Work to do:
Return every record exactly as written.

[start Source records]

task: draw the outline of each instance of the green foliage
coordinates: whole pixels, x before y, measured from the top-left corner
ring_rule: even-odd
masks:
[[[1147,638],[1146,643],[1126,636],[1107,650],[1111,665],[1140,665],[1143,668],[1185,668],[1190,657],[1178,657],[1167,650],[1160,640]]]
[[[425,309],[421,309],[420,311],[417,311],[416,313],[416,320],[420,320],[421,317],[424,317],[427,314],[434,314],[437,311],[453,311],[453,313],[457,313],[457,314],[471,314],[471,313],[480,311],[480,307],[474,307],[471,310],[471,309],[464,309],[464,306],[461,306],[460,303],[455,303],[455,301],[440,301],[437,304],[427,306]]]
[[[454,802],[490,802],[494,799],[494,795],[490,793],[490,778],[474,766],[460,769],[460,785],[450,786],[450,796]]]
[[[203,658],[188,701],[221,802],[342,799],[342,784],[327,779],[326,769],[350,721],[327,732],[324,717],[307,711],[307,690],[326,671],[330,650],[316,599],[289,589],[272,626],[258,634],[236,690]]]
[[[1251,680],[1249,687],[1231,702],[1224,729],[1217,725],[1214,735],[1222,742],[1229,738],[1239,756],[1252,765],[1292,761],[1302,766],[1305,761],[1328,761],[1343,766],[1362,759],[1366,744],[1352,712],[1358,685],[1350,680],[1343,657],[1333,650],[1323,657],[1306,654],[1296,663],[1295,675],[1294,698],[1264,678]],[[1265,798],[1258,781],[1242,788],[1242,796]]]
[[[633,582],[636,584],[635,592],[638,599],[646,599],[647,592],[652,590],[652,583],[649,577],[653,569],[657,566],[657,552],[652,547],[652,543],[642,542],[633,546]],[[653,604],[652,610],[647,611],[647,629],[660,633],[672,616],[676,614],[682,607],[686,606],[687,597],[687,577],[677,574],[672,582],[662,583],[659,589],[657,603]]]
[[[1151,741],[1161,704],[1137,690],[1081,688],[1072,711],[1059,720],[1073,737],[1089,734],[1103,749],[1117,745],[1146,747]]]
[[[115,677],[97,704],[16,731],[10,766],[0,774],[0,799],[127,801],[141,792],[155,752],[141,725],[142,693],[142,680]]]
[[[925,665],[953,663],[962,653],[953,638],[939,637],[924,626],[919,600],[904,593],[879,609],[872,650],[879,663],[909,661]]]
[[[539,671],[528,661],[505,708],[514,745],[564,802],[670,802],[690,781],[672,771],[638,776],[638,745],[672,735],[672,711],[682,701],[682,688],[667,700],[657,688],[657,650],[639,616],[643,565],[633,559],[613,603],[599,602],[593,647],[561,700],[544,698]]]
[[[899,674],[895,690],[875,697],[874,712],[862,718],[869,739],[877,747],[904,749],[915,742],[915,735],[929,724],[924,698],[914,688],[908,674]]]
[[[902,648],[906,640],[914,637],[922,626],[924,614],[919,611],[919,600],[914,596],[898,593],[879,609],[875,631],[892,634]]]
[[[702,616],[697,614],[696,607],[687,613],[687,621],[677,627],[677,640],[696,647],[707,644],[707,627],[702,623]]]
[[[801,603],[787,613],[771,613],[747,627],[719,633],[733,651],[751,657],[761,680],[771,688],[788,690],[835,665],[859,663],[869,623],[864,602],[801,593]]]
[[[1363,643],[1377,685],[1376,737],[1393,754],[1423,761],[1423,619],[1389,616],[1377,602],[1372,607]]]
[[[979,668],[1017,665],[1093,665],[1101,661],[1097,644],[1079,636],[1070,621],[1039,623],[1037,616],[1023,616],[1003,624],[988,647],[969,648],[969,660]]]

[end Source records]

Correct result:
task: draw the outline of each instance of the green foliage
coordinates: whole pixels, x before y, measured from the top-left corner
ring_rule: even-odd
masks:
[[[1147,638],[1146,643],[1126,636],[1107,650],[1111,665],[1140,665],[1143,668],[1185,668],[1190,657],[1178,657],[1167,650],[1160,640]]]
[[[425,309],[421,309],[420,311],[417,311],[416,313],[416,320],[420,320],[421,317],[424,317],[427,314],[434,314],[437,311],[453,311],[453,313],[457,313],[457,314],[471,314],[471,313],[480,311],[480,307],[474,307],[471,310],[471,309],[464,309],[464,306],[461,306],[460,303],[455,303],[455,301],[440,301],[437,304],[427,306]]]
[[[454,802],[490,802],[494,799],[494,795],[490,793],[490,778],[474,766],[460,769],[460,785],[450,786],[450,796]]]
[[[203,658],[188,701],[221,802],[342,799],[342,784],[327,779],[326,769],[350,721],[327,732],[324,717],[307,711],[307,690],[326,671],[330,650],[316,599],[289,589],[272,626],[258,634],[236,690]]]
[[[1251,680],[1249,687],[1231,702],[1224,729],[1217,725],[1214,735],[1222,742],[1229,738],[1239,756],[1252,765],[1292,761],[1302,766],[1305,761],[1328,761],[1343,766],[1362,759],[1366,744],[1352,712],[1358,685],[1350,680],[1343,657],[1333,650],[1323,657],[1306,654],[1296,663],[1295,675],[1294,698],[1264,678]],[[1265,798],[1258,781],[1242,788],[1242,796]]]
[[[633,582],[636,584],[635,592],[638,599],[646,599],[647,592],[652,590],[652,583],[649,577],[653,569],[657,566],[657,552],[652,547],[652,543],[642,542],[633,546]],[[653,604],[652,610],[647,611],[647,629],[660,633],[672,616],[676,614],[682,607],[686,606],[687,597],[687,577],[677,574],[672,582],[662,583],[659,589],[657,603]]]
[[[1151,741],[1161,704],[1137,690],[1081,688],[1072,711],[1059,720],[1073,737],[1089,734],[1103,749],[1117,745],[1146,747]]]
[[[115,677],[97,704],[16,731],[10,766],[0,774],[0,799],[127,801],[141,792],[155,752],[141,725],[142,693],[142,680]]]
[[[925,665],[953,663],[962,653],[953,638],[939,637],[924,626],[919,600],[904,593],[879,609],[872,650],[879,663],[909,661]]]
[[[539,671],[528,661],[505,708],[514,745],[564,802],[670,802],[690,781],[672,771],[638,776],[638,745],[672,735],[672,711],[682,701],[682,688],[667,700],[657,688],[657,650],[639,616],[643,565],[633,559],[613,603],[599,602],[593,647],[561,700],[544,698]]]
[[[899,674],[895,690],[875,697],[874,712],[862,718],[869,739],[877,747],[904,749],[915,742],[915,735],[929,724],[924,698],[914,688],[908,674]]]
[[[902,648],[906,640],[914,637],[922,626],[924,614],[919,611],[919,600],[914,596],[898,593],[879,609],[875,631],[892,634]]]
[[[702,616],[697,614],[696,607],[687,613],[687,621],[677,627],[677,640],[696,647],[707,644],[707,627],[702,623]]]
[[[801,603],[787,613],[771,613],[747,627],[719,633],[733,651],[751,657],[761,680],[771,688],[788,690],[835,665],[859,663],[869,623],[864,602],[801,593]]]
[[[1363,643],[1377,685],[1376,737],[1393,754],[1423,761],[1423,619],[1389,616],[1377,602],[1372,607]]]
[[[979,668],[1017,665],[1093,665],[1101,661],[1097,644],[1079,636],[1070,621],[1039,623],[1037,616],[1023,616],[1003,624],[988,647],[969,648],[969,660]]]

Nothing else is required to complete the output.